[Detection examples]

━━━━━━━━━━━━━━━━━━━━

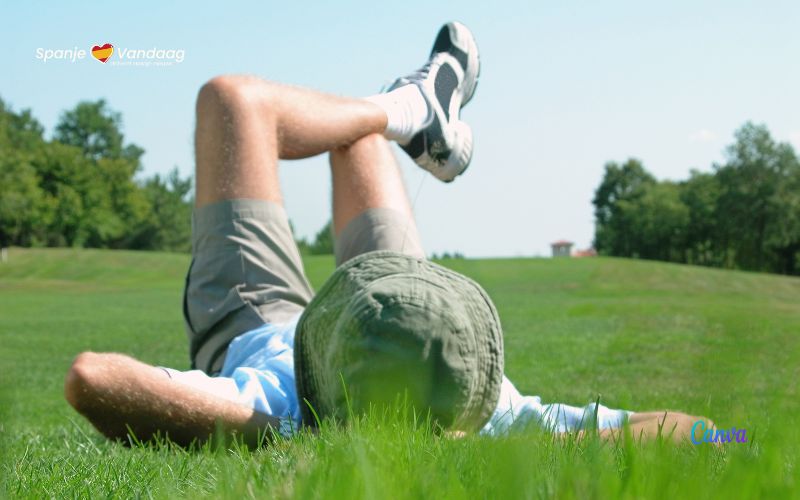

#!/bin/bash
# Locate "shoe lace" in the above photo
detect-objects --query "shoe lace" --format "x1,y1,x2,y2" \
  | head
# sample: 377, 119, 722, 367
392, 61, 433, 87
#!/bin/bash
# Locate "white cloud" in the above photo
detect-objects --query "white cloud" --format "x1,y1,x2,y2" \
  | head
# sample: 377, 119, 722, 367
689, 128, 717, 143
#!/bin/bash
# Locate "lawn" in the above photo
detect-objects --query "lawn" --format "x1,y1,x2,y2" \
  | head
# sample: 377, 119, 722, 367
0, 249, 800, 498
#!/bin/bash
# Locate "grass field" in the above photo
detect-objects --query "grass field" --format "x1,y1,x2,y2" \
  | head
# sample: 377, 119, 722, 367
0, 249, 800, 498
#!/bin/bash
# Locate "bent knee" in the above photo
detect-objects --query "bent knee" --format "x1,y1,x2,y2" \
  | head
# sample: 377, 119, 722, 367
197, 75, 266, 114
64, 352, 110, 411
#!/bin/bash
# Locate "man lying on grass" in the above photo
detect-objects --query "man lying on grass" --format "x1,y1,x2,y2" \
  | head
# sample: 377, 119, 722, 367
65, 23, 712, 444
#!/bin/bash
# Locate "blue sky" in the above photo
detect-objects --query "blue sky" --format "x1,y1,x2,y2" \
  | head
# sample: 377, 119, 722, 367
0, 1, 800, 256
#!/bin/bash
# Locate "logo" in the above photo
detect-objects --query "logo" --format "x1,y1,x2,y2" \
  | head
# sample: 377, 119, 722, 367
691, 420, 747, 444
92, 43, 114, 63
36, 42, 186, 67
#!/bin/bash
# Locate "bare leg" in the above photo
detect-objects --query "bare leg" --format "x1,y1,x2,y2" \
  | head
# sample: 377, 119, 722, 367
65, 76, 386, 444
64, 352, 279, 445
195, 76, 386, 206
330, 134, 414, 235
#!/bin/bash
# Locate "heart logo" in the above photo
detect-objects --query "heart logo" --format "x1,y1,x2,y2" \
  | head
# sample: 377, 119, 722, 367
92, 43, 114, 63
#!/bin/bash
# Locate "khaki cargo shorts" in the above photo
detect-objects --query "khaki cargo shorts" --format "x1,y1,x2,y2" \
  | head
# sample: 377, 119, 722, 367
183, 199, 424, 375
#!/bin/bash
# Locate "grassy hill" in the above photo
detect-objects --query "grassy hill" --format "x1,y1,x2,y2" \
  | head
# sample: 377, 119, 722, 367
0, 249, 800, 497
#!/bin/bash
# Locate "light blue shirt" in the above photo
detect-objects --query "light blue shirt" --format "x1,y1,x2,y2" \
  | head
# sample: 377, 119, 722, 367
166, 315, 632, 436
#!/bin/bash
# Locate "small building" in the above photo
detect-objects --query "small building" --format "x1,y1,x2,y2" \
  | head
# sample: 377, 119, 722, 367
550, 240, 574, 257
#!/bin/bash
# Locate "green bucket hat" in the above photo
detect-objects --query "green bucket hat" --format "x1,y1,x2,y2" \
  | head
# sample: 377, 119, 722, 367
294, 251, 503, 431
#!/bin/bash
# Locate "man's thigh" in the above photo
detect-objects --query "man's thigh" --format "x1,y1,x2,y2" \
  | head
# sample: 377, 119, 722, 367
335, 208, 425, 266
183, 199, 313, 374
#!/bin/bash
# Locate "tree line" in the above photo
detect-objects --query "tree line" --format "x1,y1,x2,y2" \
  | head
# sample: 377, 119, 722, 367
592, 122, 800, 275
0, 99, 192, 251
0, 99, 333, 254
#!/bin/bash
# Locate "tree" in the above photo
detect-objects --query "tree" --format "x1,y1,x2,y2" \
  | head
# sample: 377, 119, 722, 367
619, 182, 689, 262
680, 170, 724, 266
129, 167, 193, 252
716, 122, 800, 272
55, 99, 144, 164
592, 158, 656, 257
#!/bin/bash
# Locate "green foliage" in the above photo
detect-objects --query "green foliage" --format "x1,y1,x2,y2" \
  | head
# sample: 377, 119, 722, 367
296, 219, 334, 255
0, 249, 800, 499
593, 123, 800, 274
0, 94, 191, 250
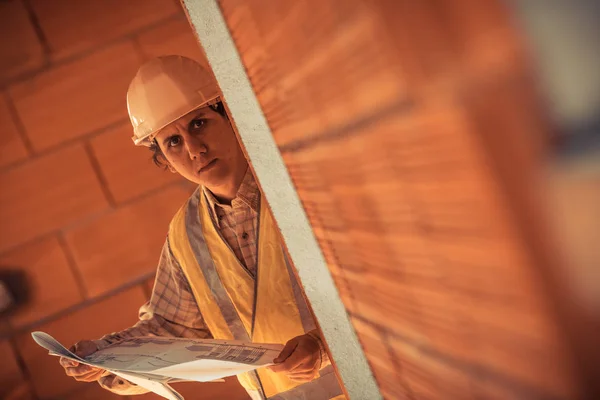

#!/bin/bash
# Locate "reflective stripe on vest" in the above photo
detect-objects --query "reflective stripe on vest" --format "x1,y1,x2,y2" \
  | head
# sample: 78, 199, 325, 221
169, 189, 344, 400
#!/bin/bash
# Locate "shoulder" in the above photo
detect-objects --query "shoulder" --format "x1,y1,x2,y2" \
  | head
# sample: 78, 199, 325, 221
169, 187, 202, 233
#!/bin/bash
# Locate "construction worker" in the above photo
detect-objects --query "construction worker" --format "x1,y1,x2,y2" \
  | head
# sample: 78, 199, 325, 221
60, 56, 345, 400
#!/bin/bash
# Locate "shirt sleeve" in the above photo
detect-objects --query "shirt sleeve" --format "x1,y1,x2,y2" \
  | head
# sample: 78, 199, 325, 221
94, 239, 212, 395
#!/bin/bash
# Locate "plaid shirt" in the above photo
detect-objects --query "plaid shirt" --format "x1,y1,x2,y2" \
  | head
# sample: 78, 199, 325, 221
94, 169, 329, 395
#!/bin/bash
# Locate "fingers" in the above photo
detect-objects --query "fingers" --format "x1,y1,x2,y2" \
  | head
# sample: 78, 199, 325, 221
287, 370, 317, 382
58, 357, 79, 368
73, 369, 104, 382
59, 340, 104, 382
271, 347, 312, 372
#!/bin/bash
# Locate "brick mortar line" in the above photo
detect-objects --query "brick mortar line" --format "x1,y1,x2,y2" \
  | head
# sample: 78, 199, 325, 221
0, 115, 130, 174
7, 330, 40, 400
0, 13, 185, 90
22, 0, 52, 59
0, 181, 191, 257
83, 140, 117, 209
350, 313, 558, 399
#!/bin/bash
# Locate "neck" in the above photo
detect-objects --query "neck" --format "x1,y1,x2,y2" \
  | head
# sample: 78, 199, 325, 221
206, 164, 248, 205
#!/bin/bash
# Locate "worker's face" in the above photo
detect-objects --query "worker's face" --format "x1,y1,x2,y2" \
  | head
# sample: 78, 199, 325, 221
155, 107, 248, 189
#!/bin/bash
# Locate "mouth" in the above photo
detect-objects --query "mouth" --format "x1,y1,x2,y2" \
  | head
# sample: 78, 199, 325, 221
198, 158, 218, 174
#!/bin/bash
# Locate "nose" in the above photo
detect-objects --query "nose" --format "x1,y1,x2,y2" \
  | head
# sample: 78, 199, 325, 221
184, 134, 208, 160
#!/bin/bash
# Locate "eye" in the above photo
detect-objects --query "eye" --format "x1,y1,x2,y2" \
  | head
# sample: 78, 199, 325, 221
190, 118, 206, 129
168, 136, 181, 147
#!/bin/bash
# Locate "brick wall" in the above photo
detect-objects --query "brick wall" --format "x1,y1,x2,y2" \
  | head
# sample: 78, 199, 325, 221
0, 0, 246, 400
219, 0, 576, 400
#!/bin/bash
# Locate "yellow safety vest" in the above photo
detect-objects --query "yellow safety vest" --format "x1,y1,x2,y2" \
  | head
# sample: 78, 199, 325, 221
169, 188, 345, 400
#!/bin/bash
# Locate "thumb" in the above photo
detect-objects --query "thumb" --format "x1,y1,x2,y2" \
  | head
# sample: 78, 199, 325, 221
273, 339, 298, 364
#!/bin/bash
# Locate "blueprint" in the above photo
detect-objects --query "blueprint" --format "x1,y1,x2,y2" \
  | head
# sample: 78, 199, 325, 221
31, 332, 283, 400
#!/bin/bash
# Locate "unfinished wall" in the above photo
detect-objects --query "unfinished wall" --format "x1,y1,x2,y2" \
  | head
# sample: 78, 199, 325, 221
213, 0, 576, 399
0, 0, 247, 400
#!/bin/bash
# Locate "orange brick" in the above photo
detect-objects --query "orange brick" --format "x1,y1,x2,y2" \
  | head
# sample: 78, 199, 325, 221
17, 287, 146, 398
137, 18, 208, 65
0, 0, 44, 82
0, 146, 108, 251
132, 377, 250, 400
143, 275, 156, 299
0, 340, 23, 398
11, 41, 140, 150
0, 94, 27, 167
0, 237, 82, 326
32, 0, 180, 61
91, 122, 181, 203
66, 186, 189, 296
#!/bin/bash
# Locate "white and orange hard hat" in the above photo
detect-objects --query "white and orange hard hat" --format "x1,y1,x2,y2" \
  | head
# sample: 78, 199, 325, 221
127, 56, 221, 146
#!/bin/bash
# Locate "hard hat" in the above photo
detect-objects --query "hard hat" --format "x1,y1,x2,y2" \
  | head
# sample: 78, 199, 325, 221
127, 56, 220, 146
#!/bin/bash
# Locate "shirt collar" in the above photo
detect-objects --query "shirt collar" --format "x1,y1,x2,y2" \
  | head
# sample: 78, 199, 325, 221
202, 167, 260, 224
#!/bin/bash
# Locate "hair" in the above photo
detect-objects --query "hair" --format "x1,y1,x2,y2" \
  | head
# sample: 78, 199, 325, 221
150, 101, 227, 169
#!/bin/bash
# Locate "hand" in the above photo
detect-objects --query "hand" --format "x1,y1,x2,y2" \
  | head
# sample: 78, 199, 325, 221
59, 340, 105, 382
269, 335, 321, 382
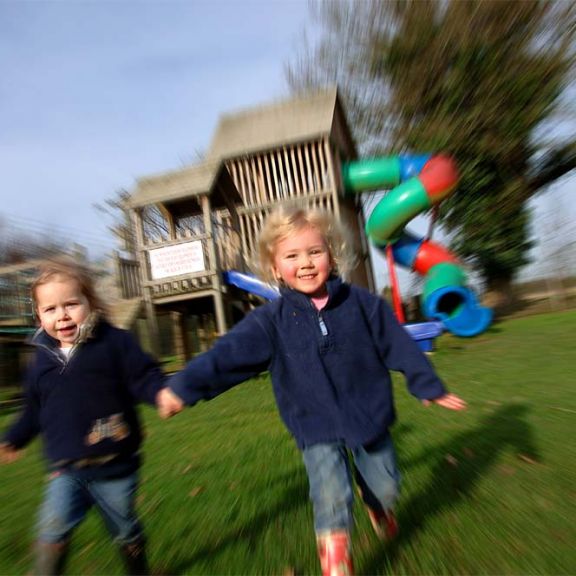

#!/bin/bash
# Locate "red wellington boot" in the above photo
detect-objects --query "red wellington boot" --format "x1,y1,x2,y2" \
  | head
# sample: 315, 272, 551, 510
316, 531, 354, 576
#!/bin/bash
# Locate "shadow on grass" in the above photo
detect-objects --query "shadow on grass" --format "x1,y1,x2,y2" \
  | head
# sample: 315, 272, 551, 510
357, 404, 539, 574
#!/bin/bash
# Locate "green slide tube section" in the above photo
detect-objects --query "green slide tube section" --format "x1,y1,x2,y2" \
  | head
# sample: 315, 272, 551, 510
422, 262, 466, 300
342, 157, 400, 193
366, 178, 431, 245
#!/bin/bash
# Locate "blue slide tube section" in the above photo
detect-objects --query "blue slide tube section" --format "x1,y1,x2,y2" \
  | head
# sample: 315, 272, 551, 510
398, 154, 432, 182
223, 270, 280, 300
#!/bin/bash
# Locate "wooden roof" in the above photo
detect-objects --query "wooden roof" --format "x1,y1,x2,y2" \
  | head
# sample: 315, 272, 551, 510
130, 160, 241, 208
208, 88, 356, 159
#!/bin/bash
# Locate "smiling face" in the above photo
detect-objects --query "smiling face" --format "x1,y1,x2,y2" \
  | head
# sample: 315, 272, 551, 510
273, 226, 332, 298
35, 276, 90, 348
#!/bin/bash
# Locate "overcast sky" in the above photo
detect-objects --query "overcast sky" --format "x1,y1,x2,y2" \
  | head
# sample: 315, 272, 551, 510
0, 0, 576, 284
0, 0, 308, 254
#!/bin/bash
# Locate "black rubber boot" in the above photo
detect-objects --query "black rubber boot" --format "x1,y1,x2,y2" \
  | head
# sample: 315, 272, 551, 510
33, 542, 68, 576
120, 541, 149, 576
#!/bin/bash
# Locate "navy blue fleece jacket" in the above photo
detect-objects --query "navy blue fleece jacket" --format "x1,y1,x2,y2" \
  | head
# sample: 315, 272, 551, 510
3, 321, 165, 467
169, 278, 446, 448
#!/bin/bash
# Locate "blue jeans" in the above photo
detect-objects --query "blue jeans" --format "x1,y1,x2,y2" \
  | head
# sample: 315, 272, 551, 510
302, 434, 400, 533
38, 470, 143, 545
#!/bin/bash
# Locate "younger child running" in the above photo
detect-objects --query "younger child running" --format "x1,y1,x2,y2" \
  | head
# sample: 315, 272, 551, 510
159, 208, 465, 576
0, 260, 165, 575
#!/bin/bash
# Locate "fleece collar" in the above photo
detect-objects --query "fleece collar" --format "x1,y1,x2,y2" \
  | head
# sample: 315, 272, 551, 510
28, 312, 102, 356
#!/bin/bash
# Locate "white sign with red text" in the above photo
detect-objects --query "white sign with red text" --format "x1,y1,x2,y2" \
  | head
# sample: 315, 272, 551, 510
148, 240, 206, 280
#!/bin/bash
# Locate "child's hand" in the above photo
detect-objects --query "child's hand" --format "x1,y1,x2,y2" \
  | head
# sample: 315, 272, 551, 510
0, 442, 22, 464
423, 394, 467, 410
156, 388, 184, 419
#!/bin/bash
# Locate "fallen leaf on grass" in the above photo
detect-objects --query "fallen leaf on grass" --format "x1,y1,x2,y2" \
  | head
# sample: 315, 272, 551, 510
444, 454, 458, 466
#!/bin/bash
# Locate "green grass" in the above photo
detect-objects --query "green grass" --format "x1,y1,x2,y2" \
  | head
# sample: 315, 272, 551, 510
0, 311, 576, 575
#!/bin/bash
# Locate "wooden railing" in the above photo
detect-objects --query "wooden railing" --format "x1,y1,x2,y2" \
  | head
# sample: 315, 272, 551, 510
114, 252, 142, 299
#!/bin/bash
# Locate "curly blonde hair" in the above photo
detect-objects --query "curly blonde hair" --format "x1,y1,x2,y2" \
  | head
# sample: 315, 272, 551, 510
30, 256, 108, 317
257, 206, 356, 283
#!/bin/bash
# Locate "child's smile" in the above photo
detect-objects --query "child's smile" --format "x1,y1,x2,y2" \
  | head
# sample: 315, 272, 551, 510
274, 227, 332, 297
36, 278, 90, 348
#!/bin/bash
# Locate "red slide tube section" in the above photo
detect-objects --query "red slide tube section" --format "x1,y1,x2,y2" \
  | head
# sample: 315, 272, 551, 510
412, 240, 459, 276
418, 156, 458, 204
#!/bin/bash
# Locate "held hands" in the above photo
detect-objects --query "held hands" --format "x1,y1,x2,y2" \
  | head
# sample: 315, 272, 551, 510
156, 388, 184, 419
0, 442, 22, 464
422, 394, 467, 410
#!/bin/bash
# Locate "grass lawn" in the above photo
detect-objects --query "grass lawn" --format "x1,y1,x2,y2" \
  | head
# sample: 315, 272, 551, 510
0, 311, 576, 575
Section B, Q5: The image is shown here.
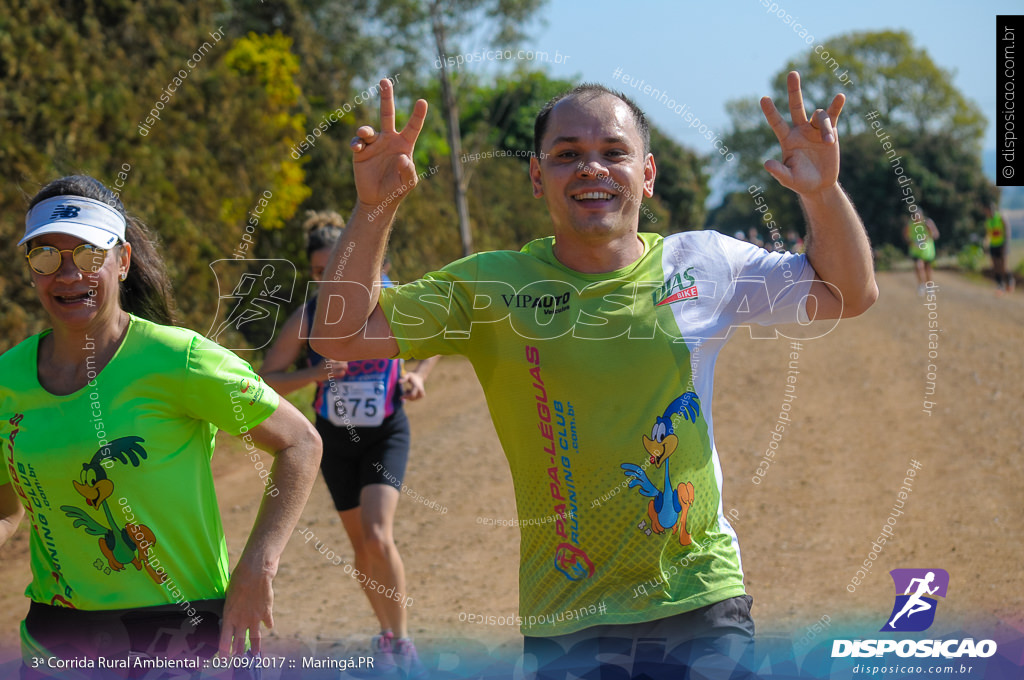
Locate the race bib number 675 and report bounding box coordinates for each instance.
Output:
[328,381,387,427]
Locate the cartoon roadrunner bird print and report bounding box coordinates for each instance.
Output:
[622,392,700,546]
[60,436,167,584]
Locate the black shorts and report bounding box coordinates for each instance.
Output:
[316,408,410,512]
[523,595,757,680]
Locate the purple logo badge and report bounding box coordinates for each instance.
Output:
[881,569,949,633]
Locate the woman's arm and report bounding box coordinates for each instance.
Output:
[401,356,441,401]
[0,482,25,546]
[220,398,321,655]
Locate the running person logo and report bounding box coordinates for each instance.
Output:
[207,259,298,352]
[881,568,949,633]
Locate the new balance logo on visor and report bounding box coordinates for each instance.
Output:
[50,203,81,219]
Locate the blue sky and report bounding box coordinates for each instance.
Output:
[491,0,1011,163]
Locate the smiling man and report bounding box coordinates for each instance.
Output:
[311,73,878,678]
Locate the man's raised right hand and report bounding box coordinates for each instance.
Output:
[351,79,427,219]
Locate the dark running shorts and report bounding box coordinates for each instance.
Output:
[316,409,410,512]
[523,595,757,680]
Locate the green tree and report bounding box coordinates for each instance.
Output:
[0,0,307,348]
[368,0,544,255]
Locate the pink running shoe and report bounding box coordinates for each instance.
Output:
[391,638,430,680]
[370,631,397,673]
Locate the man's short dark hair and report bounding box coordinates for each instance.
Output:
[534,83,650,158]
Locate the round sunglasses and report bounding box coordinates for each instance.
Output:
[25,243,106,277]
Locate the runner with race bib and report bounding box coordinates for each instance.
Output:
[261,211,437,678]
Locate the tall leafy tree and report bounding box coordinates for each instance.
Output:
[368,0,544,255]
[0,0,307,348]
[719,31,994,248]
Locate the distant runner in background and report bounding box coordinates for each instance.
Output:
[985,204,1015,295]
[261,211,439,678]
[903,211,939,295]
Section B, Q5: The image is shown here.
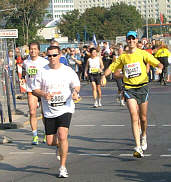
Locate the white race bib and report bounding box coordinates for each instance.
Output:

━━━━━━━━━━━━━━━━━━━━

__TASK PROMPT__.
Shift every bounding box coordinate up by 81 in the data from the line containing "Locate the woman's" through the line containing "[881,568,949,633]", both lines included. Write out all of those lines again, with the requests left as they are.

__ANSWER TO THE PROBLEM__.
Locate the woman's arm and report bounding box coordinates for each instance.
Output:
[482,437,522,482]
[81,563,106,627]
[301,479,402,736]
Locate the running person logo and report bounding box coordinates for each instance.
Output:
[288,340,379,433]
[962,649,1030,714]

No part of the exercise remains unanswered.